== MATERIAL FOR THIS EXERCISE

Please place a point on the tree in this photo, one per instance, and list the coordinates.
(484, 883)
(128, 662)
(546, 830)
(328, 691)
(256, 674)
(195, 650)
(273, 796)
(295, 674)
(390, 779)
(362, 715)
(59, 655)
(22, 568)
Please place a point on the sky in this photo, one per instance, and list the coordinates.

====

**WHAT TO WORK ON**
Reproduce the material above line for line, keeping every character unchanged.

**SOLUTION**
Please place a point on the tree in this photo, one per instance, and list the coordinates.
(484, 883)
(128, 662)
(546, 830)
(328, 691)
(256, 674)
(195, 650)
(273, 796)
(295, 674)
(390, 779)
(362, 715)
(59, 655)
(22, 568)
Please place a point on the sky in this photo, one per instance, and list the coordinates.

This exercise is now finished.